• [JOBS]:
1. Reproduce the passage about Scott word for word, starting at "The volume is" and ending at "to only twenty.".
2. List every place named in the passage about Scott.

• [PASSAGE]:
There is much in Mr. Croftangry's lengthy biography to remind one of Sir Walter himself. He finds pleasure in visiting the Portobello sands to see the cavalry drill, suggesting at once the young quartermaster of the Edinburgh Volunteers, who rode a black charger up and down the sands while he composed some of the most spirited stanzas of 'Marmion.' He delights to spend the wet mornings with his book and the pleasant ones in strolling upon the Salisbury Crags—just as Walter, the high-school boy and college student loved to do. In Mrs. Bethune Baliol, the genial old lady who assists Mr. Croftangry in his literary speculations, we have a kindly reference to a dear friend of the author—Mrs. Murray Keith, who died at eighty-two years of age, 'one of the few persons whose spirits and cleanliness, and freshness of mind and body made old age lovely and desirable.'

The volume is still more interesting because it contains Scott's first printed acknowledgment of the authorship of the Waverley Novels and gives an insight into some of the original suggestions of both characters and scenery. It also contains an account of the Theatrical Fund Dinner held in Edinburgh in February, 1827, in which Scott was publicly referred to as the author of the Waverley Novels and acknowledged in the presence of three hundred gentlemen the secret which he had hitherto confided to only twenty.

• [DATASET EXTRACT]:
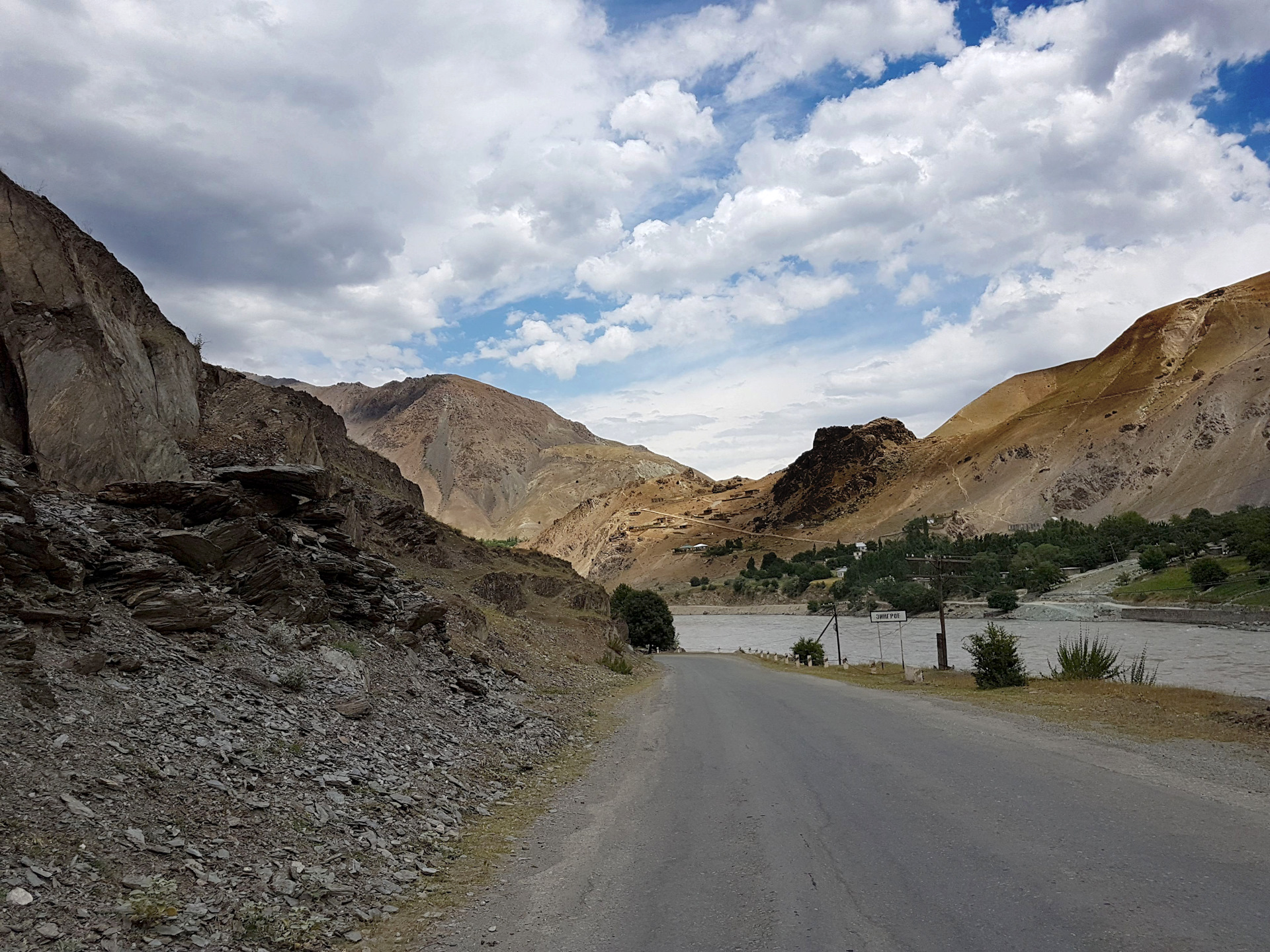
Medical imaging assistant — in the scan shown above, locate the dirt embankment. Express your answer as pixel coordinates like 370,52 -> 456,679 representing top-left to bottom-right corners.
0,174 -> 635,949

• [RESULTS OF THE TASKS]:
1.
The volume is still more interesting because it contains Scott's first printed acknowledgment of the authorship of the Waverley Novels and gives an insight into some of the original suggestions of both characters and scenery. It also contains an account of the Theatrical Fund Dinner held in Edinburgh in February, 1827, in which Scott was publicly referred to as the author of the Waverley Novels and acknowledged in the presence of three hundred gentlemen the secret which he had hitherto confided to only twenty.

2.
Portobello sands
Salisbury Crags
Edinburgh